**Objective:** Using the entries below, restate word for word only the lines from the one with "Crop-scouting request: mark the brown" to the final line, leaving the pictures out.

[Items listed in a dataset]
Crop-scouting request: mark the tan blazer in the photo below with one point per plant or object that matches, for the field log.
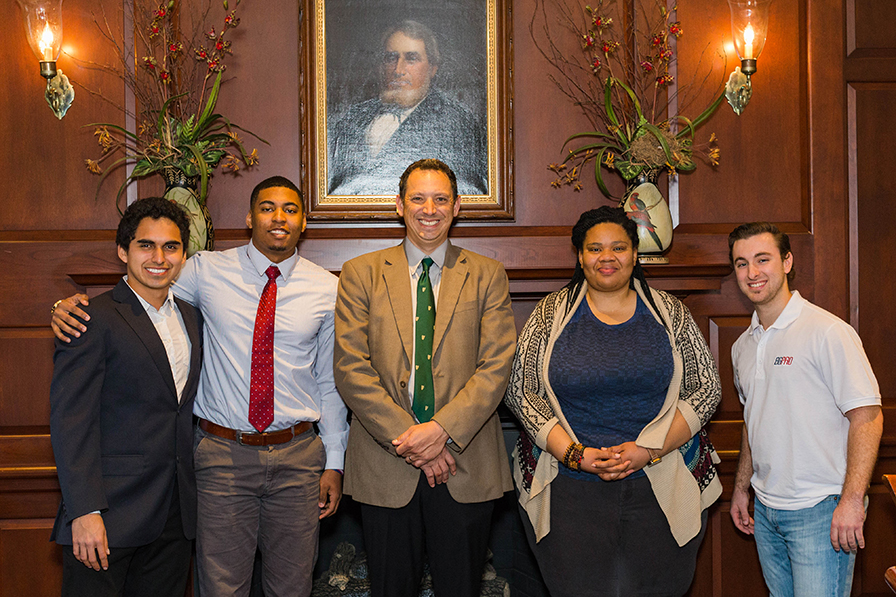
(473, 346)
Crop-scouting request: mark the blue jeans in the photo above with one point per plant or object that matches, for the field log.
(796, 553)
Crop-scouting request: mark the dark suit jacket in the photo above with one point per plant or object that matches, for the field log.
(473, 345)
(119, 435)
(438, 128)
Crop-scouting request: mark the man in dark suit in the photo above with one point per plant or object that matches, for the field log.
(426, 456)
(372, 142)
(121, 421)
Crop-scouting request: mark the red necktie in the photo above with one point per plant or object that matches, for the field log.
(261, 385)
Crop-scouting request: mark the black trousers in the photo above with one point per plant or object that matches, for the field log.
(159, 569)
(611, 539)
(452, 535)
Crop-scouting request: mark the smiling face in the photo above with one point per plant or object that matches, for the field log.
(428, 208)
(607, 257)
(277, 221)
(762, 272)
(154, 259)
(406, 71)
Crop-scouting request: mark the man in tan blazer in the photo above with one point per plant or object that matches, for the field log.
(426, 482)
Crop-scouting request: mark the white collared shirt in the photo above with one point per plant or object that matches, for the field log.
(169, 324)
(383, 126)
(797, 379)
(226, 287)
(415, 270)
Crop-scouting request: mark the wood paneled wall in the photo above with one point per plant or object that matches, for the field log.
(811, 152)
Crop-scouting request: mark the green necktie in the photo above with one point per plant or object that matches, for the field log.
(425, 323)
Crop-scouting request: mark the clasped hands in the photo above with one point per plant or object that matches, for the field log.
(423, 446)
(615, 462)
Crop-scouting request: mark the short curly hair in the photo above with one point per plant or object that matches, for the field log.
(155, 208)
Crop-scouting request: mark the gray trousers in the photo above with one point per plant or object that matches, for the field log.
(264, 496)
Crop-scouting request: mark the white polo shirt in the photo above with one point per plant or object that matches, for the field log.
(796, 380)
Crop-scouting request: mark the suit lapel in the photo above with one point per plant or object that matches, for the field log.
(135, 315)
(398, 285)
(454, 275)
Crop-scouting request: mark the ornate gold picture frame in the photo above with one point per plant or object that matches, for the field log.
(388, 82)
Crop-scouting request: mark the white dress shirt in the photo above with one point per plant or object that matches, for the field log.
(226, 286)
(415, 270)
(169, 324)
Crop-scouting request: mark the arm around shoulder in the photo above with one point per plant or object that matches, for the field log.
(75, 398)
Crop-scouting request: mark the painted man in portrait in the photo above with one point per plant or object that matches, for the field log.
(372, 142)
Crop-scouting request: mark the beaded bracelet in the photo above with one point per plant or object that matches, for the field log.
(572, 458)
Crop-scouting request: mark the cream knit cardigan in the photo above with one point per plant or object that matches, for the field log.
(695, 391)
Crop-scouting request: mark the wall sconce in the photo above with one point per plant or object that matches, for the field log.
(43, 25)
(749, 26)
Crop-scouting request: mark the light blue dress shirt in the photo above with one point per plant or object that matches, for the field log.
(226, 286)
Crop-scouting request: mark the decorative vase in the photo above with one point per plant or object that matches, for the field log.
(182, 189)
(646, 206)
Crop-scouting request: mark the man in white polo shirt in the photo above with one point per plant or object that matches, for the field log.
(813, 423)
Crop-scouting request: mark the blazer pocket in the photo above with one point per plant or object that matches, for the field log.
(467, 306)
(122, 465)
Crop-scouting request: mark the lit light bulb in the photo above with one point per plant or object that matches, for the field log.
(749, 36)
(46, 43)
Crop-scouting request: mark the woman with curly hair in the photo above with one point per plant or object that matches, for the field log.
(613, 384)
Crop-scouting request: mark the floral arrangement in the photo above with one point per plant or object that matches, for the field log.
(176, 85)
(622, 82)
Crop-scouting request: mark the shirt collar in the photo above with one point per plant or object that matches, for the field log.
(790, 313)
(167, 307)
(262, 263)
(415, 255)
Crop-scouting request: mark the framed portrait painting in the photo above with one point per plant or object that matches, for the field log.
(389, 82)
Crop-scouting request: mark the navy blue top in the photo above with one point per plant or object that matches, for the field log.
(610, 380)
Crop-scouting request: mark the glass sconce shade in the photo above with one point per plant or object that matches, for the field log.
(43, 25)
(749, 26)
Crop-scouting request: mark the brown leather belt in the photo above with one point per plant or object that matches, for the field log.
(255, 439)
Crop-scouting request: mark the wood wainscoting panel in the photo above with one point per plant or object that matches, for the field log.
(29, 563)
(874, 179)
(870, 26)
(723, 333)
(25, 371)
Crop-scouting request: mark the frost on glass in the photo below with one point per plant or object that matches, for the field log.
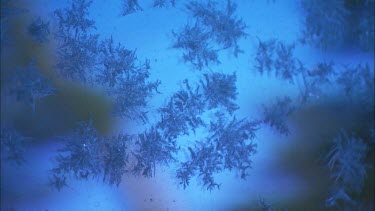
(277, 58)
(164, 3)
(220, 90)
(357, 81)
(225, 28)
(182, 112)
(12, 146)
(197, 46)
(214, 29)
(130, 6)
(90, 155)
(264, 58)
(115, 158)
(229, 146)
(78, 44)
(276, 114)
(39, 30)
(125, 78)
(30, 85)
(346, 163)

**Solution:**
Crop-scouting request: mark the brown leather belt in the photo above with one point per plant or object that matches, for the field log.
(255, 439)
Crop-scouting request: mark the wood wainscoting panel in the photo above with one point per plant or object that matches, for the field log.
(29, 563)
(874, 179)
(870, 26)
(723, 333)
(25, 371)
Crop-scouting request: mark the frost on glass in the photo below with one point per plant or object that matches, for the field log.
(277, 58)
(164, 3)
(220, 90)
(357, 81)
(225, 28)
(182, 112)
(12, 146)
(197, 46)
(214, 29)
(130, 6)
(90, 155)
(264, 58)
(115, 158)
(229, 146)
(78, 44)
(276, 114)
(39, 30)
(125, 78)
(30, 85)
(346, 163)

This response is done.